**Ihre Aufgabe**
Wie könnte der Text über die Zeichnung im Gotteslob nach seinem letzten Satz weitergehen? Schreiben Sie ihn fort.

**Textauszug**
== == ==

26.02.2016

Sehen und Erkennen

Aus urheberrechtlichen Gründen können wir die Zeichnung von Monika Bartholomé hier nicht zeigen. Sie finden sie in der Printausgabe des DOM auf Seite 18 oder im Gotteslob auf Seite 709. Foto: Auffenberg

Die Zeichnung von Monika Bartholomé im Gotteslob auf S. 709, also unter der Nummer 602, Ziffer 8, ist trügerisch eindeutig. Man sieht – ist doch klar – zwei Boote, die wahrscheinlich im nächsten Moment zusammenstoßen werden.

Wie kommt man darauf, dass es Boote sind? Weil man Boote kennt und die sehen so aus. Ungefähr jedenfalls. Also, in Wirklichkeit natürlich doch anders. Und es könnte auch ein Vorhang sein oder ein aufgeschlagenes Buch, aber von den Motiven, die man im Laufe seines Lebens abgespeichert hat, eignet sich das Boot am besten, um die Zeichnung zu entschlüsseln.

== == ==

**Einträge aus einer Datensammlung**
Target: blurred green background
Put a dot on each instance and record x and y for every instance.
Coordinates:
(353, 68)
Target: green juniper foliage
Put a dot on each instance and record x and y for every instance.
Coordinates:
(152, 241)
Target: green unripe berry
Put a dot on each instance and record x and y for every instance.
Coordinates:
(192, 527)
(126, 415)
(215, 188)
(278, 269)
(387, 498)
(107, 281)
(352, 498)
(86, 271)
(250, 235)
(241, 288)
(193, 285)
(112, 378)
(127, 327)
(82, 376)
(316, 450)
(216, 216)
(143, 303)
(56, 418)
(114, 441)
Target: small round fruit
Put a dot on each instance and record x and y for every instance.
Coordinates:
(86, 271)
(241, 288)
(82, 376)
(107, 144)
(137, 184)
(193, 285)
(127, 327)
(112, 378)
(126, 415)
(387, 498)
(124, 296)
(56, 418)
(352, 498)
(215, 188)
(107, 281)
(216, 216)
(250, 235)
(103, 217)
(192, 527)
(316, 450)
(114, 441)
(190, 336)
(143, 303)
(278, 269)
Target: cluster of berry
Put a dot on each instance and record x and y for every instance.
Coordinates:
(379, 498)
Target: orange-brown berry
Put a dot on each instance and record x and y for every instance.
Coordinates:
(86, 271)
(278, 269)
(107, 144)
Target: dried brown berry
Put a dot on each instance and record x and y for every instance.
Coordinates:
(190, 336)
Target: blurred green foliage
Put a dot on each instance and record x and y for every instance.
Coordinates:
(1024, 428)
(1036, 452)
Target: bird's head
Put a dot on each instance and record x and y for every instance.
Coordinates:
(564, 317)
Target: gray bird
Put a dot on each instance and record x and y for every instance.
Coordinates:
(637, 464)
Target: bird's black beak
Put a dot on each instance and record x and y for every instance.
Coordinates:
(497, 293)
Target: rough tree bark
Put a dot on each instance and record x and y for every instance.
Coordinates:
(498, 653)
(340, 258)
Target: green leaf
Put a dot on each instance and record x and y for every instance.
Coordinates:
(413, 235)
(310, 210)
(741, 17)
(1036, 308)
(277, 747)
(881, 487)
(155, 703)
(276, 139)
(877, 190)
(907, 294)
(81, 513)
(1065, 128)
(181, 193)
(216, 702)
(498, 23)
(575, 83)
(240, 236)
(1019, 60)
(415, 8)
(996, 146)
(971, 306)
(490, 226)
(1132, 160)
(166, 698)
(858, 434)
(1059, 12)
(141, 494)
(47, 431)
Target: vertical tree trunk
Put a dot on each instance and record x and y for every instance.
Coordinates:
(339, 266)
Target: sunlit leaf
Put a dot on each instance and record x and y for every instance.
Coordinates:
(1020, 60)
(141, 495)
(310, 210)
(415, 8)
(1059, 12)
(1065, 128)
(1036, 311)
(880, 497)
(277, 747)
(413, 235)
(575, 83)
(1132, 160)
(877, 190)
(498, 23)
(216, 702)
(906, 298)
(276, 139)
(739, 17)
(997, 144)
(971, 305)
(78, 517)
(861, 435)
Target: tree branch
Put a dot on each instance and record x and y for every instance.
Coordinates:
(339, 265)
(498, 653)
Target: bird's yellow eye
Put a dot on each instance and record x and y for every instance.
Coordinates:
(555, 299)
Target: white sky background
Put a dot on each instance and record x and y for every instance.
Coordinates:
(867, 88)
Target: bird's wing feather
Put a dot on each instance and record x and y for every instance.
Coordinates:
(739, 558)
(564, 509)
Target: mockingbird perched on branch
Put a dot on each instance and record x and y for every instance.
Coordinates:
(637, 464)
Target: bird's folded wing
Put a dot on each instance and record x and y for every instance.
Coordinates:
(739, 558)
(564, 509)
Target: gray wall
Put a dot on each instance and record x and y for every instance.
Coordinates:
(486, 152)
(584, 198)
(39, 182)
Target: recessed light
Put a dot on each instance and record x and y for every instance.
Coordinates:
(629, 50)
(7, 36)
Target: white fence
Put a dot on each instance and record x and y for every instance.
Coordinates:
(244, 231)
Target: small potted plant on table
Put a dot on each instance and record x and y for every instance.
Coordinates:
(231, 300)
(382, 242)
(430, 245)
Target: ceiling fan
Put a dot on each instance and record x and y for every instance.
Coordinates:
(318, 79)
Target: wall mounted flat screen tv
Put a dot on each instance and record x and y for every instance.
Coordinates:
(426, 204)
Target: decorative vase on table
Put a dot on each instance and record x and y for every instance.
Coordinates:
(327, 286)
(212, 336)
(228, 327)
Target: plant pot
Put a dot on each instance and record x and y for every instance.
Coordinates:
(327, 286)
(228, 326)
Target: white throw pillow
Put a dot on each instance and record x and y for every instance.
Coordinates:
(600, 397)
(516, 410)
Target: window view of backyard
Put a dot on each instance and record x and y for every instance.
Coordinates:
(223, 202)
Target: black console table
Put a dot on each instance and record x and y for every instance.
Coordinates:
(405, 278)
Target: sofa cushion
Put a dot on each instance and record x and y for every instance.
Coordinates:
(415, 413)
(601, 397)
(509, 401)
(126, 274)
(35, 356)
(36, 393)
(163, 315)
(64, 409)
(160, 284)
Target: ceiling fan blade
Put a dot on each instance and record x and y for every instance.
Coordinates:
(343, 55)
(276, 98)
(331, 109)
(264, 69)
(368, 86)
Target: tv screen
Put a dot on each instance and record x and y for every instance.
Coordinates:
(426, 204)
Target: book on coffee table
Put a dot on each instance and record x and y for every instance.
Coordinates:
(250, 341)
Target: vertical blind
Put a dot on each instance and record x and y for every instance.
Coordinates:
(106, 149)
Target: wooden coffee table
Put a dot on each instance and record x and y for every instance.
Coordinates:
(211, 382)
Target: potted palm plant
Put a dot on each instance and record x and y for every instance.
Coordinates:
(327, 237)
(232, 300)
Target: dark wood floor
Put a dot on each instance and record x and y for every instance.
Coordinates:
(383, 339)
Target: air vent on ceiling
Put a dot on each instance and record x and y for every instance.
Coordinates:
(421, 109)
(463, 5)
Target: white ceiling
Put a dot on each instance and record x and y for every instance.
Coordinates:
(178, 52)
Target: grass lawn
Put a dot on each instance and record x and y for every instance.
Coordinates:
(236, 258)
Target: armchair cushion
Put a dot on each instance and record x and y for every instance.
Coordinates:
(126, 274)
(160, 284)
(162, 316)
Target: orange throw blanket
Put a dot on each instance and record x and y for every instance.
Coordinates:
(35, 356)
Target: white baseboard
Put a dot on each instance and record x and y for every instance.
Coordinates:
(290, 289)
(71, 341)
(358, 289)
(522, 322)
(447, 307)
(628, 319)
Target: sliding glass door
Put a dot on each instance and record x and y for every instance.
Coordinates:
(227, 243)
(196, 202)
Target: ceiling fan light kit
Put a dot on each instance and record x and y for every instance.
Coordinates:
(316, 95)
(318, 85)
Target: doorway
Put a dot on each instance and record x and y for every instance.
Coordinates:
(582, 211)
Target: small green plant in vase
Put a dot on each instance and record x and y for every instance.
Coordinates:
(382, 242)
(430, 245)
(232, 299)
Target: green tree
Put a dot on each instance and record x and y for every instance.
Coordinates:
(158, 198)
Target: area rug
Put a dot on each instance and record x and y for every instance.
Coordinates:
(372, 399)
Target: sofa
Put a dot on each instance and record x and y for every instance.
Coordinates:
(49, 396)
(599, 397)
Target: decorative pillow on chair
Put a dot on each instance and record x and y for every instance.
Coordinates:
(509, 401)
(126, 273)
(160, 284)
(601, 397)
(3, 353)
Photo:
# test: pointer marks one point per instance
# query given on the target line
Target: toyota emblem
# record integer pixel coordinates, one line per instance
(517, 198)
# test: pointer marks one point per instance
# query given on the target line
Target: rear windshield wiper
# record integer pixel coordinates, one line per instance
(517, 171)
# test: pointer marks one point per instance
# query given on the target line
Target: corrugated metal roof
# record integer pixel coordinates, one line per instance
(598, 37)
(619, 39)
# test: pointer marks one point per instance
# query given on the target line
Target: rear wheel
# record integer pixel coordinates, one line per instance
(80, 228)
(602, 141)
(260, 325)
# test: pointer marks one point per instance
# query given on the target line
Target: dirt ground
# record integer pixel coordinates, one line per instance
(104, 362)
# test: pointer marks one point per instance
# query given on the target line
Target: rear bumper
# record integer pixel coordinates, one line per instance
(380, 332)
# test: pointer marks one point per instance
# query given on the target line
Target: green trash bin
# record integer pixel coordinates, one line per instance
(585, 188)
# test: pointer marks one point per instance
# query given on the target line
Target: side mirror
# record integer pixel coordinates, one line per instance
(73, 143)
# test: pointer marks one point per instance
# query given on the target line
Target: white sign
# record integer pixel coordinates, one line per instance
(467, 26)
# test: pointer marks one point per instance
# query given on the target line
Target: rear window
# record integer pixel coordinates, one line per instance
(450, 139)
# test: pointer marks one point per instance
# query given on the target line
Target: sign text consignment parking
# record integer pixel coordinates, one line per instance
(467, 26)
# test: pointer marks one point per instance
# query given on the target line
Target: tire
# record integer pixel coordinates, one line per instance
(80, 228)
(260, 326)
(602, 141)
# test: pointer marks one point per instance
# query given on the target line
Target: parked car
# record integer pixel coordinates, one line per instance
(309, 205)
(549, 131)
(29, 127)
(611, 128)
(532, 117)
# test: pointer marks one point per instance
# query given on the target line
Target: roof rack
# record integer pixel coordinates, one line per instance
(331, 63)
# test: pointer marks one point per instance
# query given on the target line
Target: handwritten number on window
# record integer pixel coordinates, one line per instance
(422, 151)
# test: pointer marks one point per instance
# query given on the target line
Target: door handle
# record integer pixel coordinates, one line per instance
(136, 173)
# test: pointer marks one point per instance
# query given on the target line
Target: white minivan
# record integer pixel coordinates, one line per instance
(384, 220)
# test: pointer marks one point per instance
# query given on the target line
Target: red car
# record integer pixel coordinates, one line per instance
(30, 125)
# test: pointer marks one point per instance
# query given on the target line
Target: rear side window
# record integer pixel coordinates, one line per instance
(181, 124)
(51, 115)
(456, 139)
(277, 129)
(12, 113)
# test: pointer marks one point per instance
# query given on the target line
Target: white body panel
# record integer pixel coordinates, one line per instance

== == ==

**Lösung zur Aufgabe**
Ist das womöglich etwas voreilig? Wenn man nämlich genau hinschaut, sieht man, dass das linke Objekt unten vier Linien, also vermeintlich drei Planken, und oben nur drei Linien, also zwei Planken hat. Beim rechten Objekt fehlt die Rückseite, es ist offen und das nicht nur, weil da die Gotteslobseite zu Ende ist und man eben nicht über das Blatt hinaus drucken kann.

Die Zeichnung offenbart diesen ewigen Zwiespalt zwischen Sehen und Erkennen, der das Leben manchmal so anstrengend macht. Erkennt man immer, was man sieht? Sieht man immer, was man zu erkennen glaubt? Nein! Wenn es so wäre, dann wäre nicht nur das Leben, sondern erst recht das Glauben eine einfache Sache. Na ja, ehrlich gesagt: hätte sich der Glaube damit ziemlich erledigt. Denn es ist ja gerade eine Art Markenzeichen unseres Gottes, dass man ihn nicht sehen kann, dass es allenfalls Spuren gibt, die man aber erstmal sehen und dann auch noch als solche erkennen muss.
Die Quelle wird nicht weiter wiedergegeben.